→ **TASK GOAL**
Please write out the data below as a numbered list, skipping any blank lines and leaving out the pictures.
>> START RECORDS SHOWN
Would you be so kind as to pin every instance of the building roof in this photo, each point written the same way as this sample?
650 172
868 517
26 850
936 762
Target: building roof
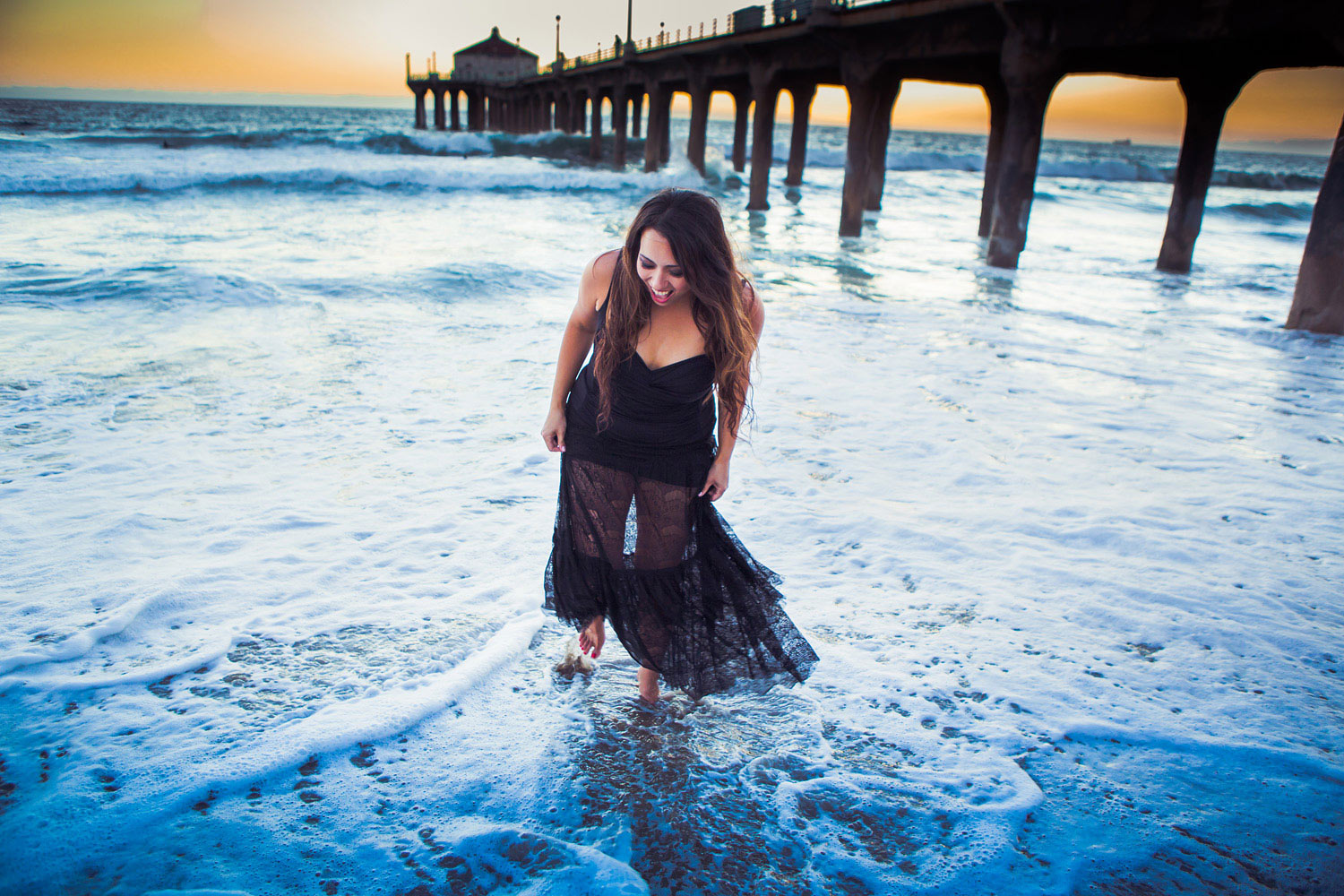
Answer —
495 46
>> END RECORDS SHOWN
→ **ANSWER IN FULL**
1. Would you be so kind as to pin every instance of the building roof in this photo, each point written the same way as this sample?
2. 650 172
3. 868 517
4. 26 850
5. 936 762
6. Target: building roof
7. Answer —
8. 495 46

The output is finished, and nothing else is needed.